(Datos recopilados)
────

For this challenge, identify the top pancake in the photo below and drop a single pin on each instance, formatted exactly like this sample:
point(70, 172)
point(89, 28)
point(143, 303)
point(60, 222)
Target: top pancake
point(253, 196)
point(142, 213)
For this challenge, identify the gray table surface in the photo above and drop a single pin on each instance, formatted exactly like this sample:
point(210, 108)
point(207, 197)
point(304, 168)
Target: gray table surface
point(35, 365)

────

## PROBLEMA:
Reescribe todas las líneas anteriores sustituyendo "challenge" por "task" y deja intacto todo lo demás.

## RESPUESTA:
For this task, identify the top pancake in the photo below and drop a single pin on each instance, formatted exactly like this sample:
point(70, 172)
point(89, 28)
point(143, 303)
point(60, 222)
Target: top pancake
point(253, 196)
point(142, 213)
For this task, identify the gray table surface in the photo above and drop a single pin on each instance, formatted exactly like this sample:
point(210, 108)
point(207, 197)
point(304, 168)
Target: gray table surface
point(35, 365)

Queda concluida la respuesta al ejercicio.